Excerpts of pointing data
-- Start --

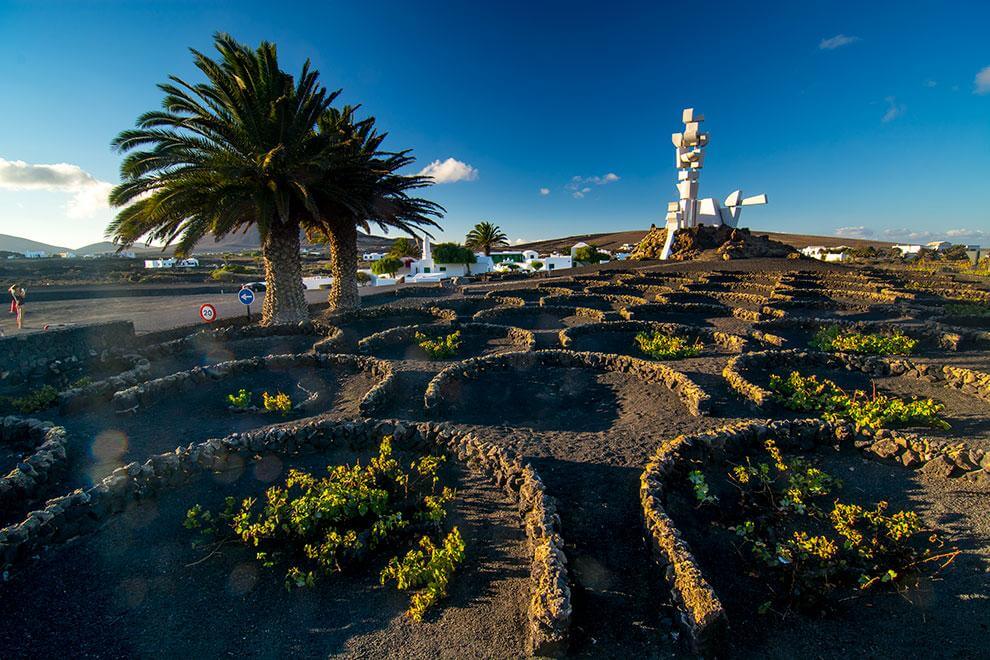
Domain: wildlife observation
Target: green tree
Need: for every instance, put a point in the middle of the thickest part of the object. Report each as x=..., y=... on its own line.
x=253, y=146
x=452, y=253
x=404, y=247
x=485, y=236
x=387, y=265
x=589, y=254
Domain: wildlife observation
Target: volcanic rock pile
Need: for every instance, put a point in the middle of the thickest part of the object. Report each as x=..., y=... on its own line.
x=711, y=242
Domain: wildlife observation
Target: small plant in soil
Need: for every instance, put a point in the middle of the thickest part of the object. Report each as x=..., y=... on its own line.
x=967, y=309
x=835, y=339
x=316, y=526
x=876, y=411
x=667, y=347
x=440, y=348
x=814, y=549
x=37, y=399
x=241, y=400
x=280, y=403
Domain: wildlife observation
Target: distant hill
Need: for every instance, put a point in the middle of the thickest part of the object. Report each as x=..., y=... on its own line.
x=22, y=245
x=612, y=241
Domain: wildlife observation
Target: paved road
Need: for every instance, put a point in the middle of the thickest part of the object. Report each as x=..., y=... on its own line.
x=148, y=313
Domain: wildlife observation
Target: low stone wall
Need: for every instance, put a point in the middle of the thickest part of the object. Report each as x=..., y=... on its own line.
x=440, y=389
x=84, y=511
x=723, y=339
x=969, y=381
x=406, y=334
x=24, y=354
x=581, y=300
x=47, y=444
x=631, y=312
x=764, y=331
x=497, y=315
x=129, y=400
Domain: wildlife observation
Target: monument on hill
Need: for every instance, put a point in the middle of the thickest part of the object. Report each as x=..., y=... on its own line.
x=689, y=150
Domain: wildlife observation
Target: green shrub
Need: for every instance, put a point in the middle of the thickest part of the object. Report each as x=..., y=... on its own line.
x=316, y=526
x=967, y=309
x=279, y=402
x=427, y=569
x=834, y=338
x=667, y=347
x=792, y=527
x=240, y=400
x=808, y=394
x=387, y=265
x=37, y=399
x=440, y=348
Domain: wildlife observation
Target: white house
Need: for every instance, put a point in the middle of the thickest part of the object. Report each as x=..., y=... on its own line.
x=159, y=263
x=832, y=254
x=908, y=249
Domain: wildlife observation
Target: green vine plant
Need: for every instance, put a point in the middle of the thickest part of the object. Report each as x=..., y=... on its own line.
x=440, y=348
x=667, y=347
x=835, y=339
x=241, y=400
x=790, y=525
x=312, y=527
x=876, y=411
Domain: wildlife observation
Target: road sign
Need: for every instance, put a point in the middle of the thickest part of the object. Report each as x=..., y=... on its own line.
x=208, y=312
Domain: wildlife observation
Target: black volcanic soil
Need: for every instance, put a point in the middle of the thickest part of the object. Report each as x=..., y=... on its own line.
x=127, y=590
x=138, y=589
x=946, y=615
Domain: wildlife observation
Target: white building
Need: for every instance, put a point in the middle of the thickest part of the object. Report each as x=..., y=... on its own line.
x=426, y=269
x=834, y=254
x=159, y=263
x=908, y=249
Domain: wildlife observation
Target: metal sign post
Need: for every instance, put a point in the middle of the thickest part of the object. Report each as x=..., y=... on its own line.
x=246, y=296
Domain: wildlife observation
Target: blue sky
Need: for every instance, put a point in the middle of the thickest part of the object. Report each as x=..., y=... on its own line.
x=857, y=119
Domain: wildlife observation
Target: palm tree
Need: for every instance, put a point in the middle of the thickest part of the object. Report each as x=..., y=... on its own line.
x=236, y=151
x=485, y=236
x=254, y=147
x=376, y=193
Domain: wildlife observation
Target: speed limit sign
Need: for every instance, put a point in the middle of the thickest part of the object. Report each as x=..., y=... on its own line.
x=208, y=313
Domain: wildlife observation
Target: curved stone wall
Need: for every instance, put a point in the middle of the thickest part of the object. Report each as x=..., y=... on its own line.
x=129, y=400
x=440, y=389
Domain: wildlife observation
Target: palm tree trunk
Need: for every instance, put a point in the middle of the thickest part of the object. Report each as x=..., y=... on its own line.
x=343, y=266
x=285, y=299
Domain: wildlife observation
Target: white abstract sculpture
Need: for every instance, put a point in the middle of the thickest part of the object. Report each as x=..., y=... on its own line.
x=689, y=158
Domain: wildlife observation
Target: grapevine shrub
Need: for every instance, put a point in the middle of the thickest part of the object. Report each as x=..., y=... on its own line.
x=809, y=394
x=790, y=525
x=666, y=347
x=835, y=339
x=440, y=348
x=312, y=526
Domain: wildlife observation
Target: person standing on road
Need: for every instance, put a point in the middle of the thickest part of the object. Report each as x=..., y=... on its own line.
x=17, y=296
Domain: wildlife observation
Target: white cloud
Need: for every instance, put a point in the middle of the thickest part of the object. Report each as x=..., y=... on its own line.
x=88, y=194
x=449, y=171
x=981, y=84
x=967, y=233
x=854, y=232
x=581, y=185
x=838, y=41
x=894, y=110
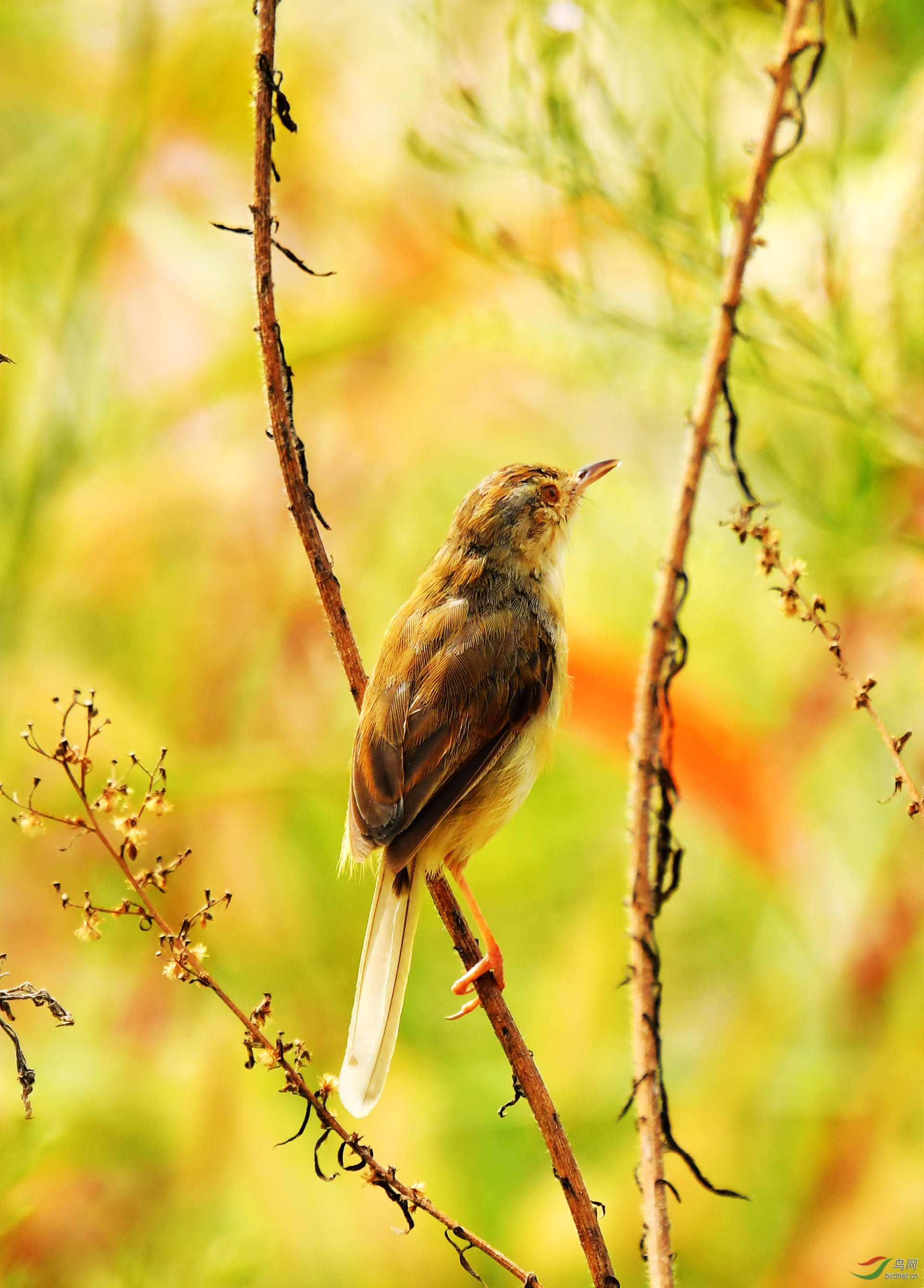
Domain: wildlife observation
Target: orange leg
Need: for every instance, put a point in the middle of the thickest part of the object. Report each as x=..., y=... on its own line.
x=492, y=960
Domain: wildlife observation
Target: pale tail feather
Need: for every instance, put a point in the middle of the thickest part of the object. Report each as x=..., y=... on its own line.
x=380, y=989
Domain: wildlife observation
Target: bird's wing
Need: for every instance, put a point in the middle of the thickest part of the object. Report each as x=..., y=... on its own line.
x=451, y=692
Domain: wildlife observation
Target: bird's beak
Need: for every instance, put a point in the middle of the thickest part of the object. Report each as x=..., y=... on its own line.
x=591, y=473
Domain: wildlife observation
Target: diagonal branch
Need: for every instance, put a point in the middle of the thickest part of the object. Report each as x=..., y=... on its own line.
x=277, y=379
x=186, y=964
x=652, y=709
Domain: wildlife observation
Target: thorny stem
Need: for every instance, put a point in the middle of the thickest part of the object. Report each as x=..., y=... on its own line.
x=304, y=510
x=652, y=676
x=410, y=1198
x=529, y=1079
x=277, y=377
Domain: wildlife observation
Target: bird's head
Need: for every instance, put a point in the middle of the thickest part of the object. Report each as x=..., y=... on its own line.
x=523, y=512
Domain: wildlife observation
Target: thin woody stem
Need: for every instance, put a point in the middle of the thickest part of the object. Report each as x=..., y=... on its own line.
x=814, y=612
x=274, y=371
x=646, y=723
x=381, y=1175
x=564, y=1165
x=329, y=588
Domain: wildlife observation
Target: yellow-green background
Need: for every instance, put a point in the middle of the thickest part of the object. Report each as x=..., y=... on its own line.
x=527, y=279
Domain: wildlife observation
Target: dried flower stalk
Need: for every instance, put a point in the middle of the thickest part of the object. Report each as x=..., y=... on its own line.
x=649, y=722
x=183, y=961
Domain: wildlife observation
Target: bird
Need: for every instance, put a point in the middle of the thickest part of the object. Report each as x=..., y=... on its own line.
x=455, y=727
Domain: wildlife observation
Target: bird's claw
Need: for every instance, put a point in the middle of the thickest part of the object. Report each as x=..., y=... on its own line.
x=466, y=1010
x=492, y=961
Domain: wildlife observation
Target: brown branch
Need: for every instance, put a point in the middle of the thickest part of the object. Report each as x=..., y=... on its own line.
x=302, y=504
x=529, y=1080
x=277, y=377
x=646, y=764
x=75, y=763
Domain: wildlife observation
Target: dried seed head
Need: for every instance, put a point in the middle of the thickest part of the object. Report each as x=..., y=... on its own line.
x=30, y=822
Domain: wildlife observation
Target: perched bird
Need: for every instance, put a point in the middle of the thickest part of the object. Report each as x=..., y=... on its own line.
x=455, y=728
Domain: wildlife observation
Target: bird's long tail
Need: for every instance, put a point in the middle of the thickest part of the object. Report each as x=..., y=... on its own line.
x=380, y=989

-- End --

:: GOAL ::
With the pictures left out, transcribe the material exactly.

:: SOLUTION TO THIS TASK ::
Domain: wildlife observation
Target: green tree
Need: for every instance, put a point in the middle of the thickest part of the object. Report each as x=..., y=... on its own line.
x=253, y=146
x=452, y=253
x=404, y=247
x=485, y=236
x=387, y=265
x=589, y=254
Domain: wildlife observation
Target: volcanic rock pile
Need: for every instance, put a point in the middle of the thickest part of the object. Report each as x=..., y=... on its own line.
x=711, y=242
Domain: wildlife observation
Target: small plant in soil
Need: for every instance, put a point in the middle of the thickest part of the object. Report each as x=..., y=... on its own line.
x=967, y=309
x=835, y=339
x=316, y=526
x=876, y=411
x=667, y=347
x=440, y=348
x=814, y=549
x=37, y=399
x=241, y=400
x=280, y=403
Domain: wildlife observation
Target: distant hill
Need: for every instance, put a point in the middle of the thickest part of the object. Report each as x=..., y=... on its own line.
x=22, y=245
x=612, y=241
Domain: wildlife observation
Target: paved road
Need: for every instance, put a point in the middle of the thickest part of the object. Report each as x=..., y=... on its own line.
x=148, y=313
Domain: wildlife observation
Target: low stone wall
Need: for every instance, put a point in the middle of the thickest part of the object. Report each as x=..., y=... on its own line.
x=440, y=389
x=84, y=511
x=723, y=339
x=969, y=381
x=406, y=334
x=24, y=354
x=581, y=300
x=47, y=444
x=631, y=312
x=764, y=331
x=497, y=315
x=129, y=400
Domain: wildlife observation
Target: monument on hill
Need: for every instance, put a point in the middle of the thickest part of the object. Report each as x=..., y=... on its own line.
x=689, y=150
Domain: wildlife observation
Target: green shrub
Need: for every instance, put a point in the middle of the thickest part of the object. Report each as x=..., y=... on its own line.
x=316, y=526
x=967, y=309
x=279, y=402
x=427, y=569
x=834, y=338
x=667, y=347
x=792, y=527
x=240, y=400
x=808, y=394
x=387, y=265
x=37, y=399
x=440, y=348
Domain: wildlife observation
Target: white house
Need: for every instance, put a point in the middle of the thickest part of the object. Report each as x=..., y=... on its own line.
x=159, y=263
x=832, y=254
x=908, y=249
Domain: wildlife observation
Target: green vine plant
Need: for every instance, put a point in the middle of the thickest part of the object. Report each as x=..., y=... on its own line.
x=440, y=348
x=667, y=347
x=835, y=339
x=241, y=400
x=790, y=525
x=312, y=527
x=876, y=411
Domain: wildlife observation
Target: road sign
Need: for every instance, put a point in the middle of the thickest part of the object. Report each as x=..., y=... on its own line.
x=208, y=312
Domain: wildlife observation
Target: black volcanic soil
Need: for every instance, put a point in the middle of the thickest part of the object. Report each as x=..., y=... on its own line.
x=127, y=590
x=138, y=589
x=946, y=615
Domain: wildlife observation
Target: white building
Need: for every instance, put a point in the middle of the thickest part of the object. Report each as x=..., y=... on its own line.
x=426, y=269
x=834, y=254
x=159, y=263
x=908, y=249
Domain: wildlife observation
Target: metal sign post
Need: for every instance, put a point in the middle of the thickest part of the object. Report each as x=..., y=... on its own line.
x=246, y=296
Domain: wildlife observation
Target: blue sky
Need: for every instance, put a point in the middle of the thickest part of the object. Report each as x=..., y=... on its own line.
x=857, y=119
Domain: wildlife observation
Target: palm tree
Need: for every instance, put a point in the middle of the thickest part of the object. Report each as x=..., y=... on its own line.
x=236, y=151
x=485, y=236
x=254, y=147
x=376, y=193
Domain: wildlife observation
Target: speed limit sign
Need: for every instance, put a point in the middle of the thickest part of the object. Report each as x=..., y=... on its own line.
x=208, y=313
Domain: wildlife observation
Target: curved stone wall
Need: for every instance, put a point in the middle of the thickest part of the object. Report each as x=..., y=... on its own line.
x=129, y=400
x=440, y=389
Domain: wildlife observation
Target: palm tree trunk
Need: for every instance, put a point in the middle of the thickest part of the object. Report each as x=..., y=... on its own line.
x=343, y=266
x=285, y=299
Domain: wildlife observation
Target: white abstract sculpture
Need: for every instance, put a point in the middle of the thickest part of the object. Report each as x=..., y=... on its own line.
x=689, y=158
Domain: wildlife observation
Target: grapevine shrub
Need: for every instance, put a point in the middle of the thickest part of the object. Report each as x=..., y=... on its own line.
x=809, y=394
x=790, y=525
x=666, y=347
x=835, y=339
x=440, y=348
x=312, y=526
Domain: wildlife observation
Target: person standing on road
Need: for every instance, put a point in the middle of the thickest part of the object. Report each as x=..., y=... on its own line.
x=17, y=296
Domain: wildlife observation
Target: white cloud
Need: for every instance, put a point in the middle of the thickest part of the object. Report each as x=..., y=... on its own line.
x=88, y=194
x=449, y=171
x=981, y=84
x=967, y=233
x=854, y=232
x=581, y=185
x=838, y=41
x=894, y=110
Domain: wildlife observation
Target: orange leg
Need: for every instance, put a point in the middle of the thickest part of the object. Report each as x=..., y=... on its own line.
x=492, y=960
Domain: wildlife observation
Target: pale tail feather
Need: for every instance, put a point in the middle of the thickest part of the object. Report each as x=..., y=... on its own line.
x=380, y=989
Domain: wildlife observation
Target: bird's wing
Need: for every instance, put a point in the middle of the thickest part of the object. Report each as x=..., y=... on its own line.
x=451, y=692
Domain: wildlife observation
Target: bird's beak
Need: for every instance, put a point in the middle of the thickest part of the object. Report each as x=..., y=... on its own line.
x=591, y=473
Domain: wildlife observation
Target: diagonal branch
Need: for every instance, put a point in the middle of the thickest part of the object. Report each as x=..., y=... on its own line.
x=277, y=379
x=186, y=964
x=652, y=709
Domain: wildlife observation
Target: thorny stem
Need: for every instance, put a point in the middle of the thickest part of the object. Report each as x=..., y=... on its own line.
x=304, y=510
x=652, y=676
x=410, y=1198
x=529, y=1079
x=277, y=377
Domain: wildlife observation
Target: bird's head
Need: for every instance, put a point in the middle of the thickest part of the object. Report each as x=..., y=... on its own line.
x=523, y=512
Domain: wildlife observation
Target: thin woody stem
Need: for every instance, put a point in the middle of the thickest part of the object. Report each as x=..., y=... on its own line.
x=814, y=612
x=274, y=371
x=646, y=723
x=381, y=1175
x=564, y=1165
x=329, y=588
Domain: wildlife observation
Target: yellow-green background
Need: for every instance, put a point in the middle of the thickest part of the object. Report each as x=..., y=... on its own line.
x=527, y=279
Domain: wildlife observation
Target: dried flower stalk
Need: for every instance, put a point in the middle of the thickest part of the object. Report each as x=..., y=... on its own line.
x=649, y=722
x=183, y=961
Domain: wildlife observation
Target: bird
Need: for every instance, put a point in the middle of the thickest part of the object. Report each as x=..., y=... on its own line.
x=455, y=727
Domain: wildlife observation
Target: bird's claw
Need: for every instance, put a point in the middle of the thickest part of the object. Report each as x=..., y=... on its own line.
x=466, y=1010
x=492, y=961
Domain: wildlife observation
Target: brown branch
Need: for every instance, put a point in the middle of the thickest part of the object. Report each as x=..., y=... on its own line.
x=302, y=504
x=529, y=1080
x=277, y=377
x=646, y=764
x=75, y=763
Domain: wildlife observation
Target: dried seed head
Need: for every instance, put a point in the middle of the thickest part of the object. Report each as x=..., y=... on its own line.
x=30, y=822
Domain: wildlife observation
Target: perched bird
Need: for every instance, put a point in the middle of the thickest part of the object. Report each as x=..., y=... on its own line.
x=455, y=728
Domain: wildlife observation
Target: bird's long tail
Need: for every instance, put a point in the middle of the thickest part of the object. Report each as x=..., y=... on its own line.
x=380, y=989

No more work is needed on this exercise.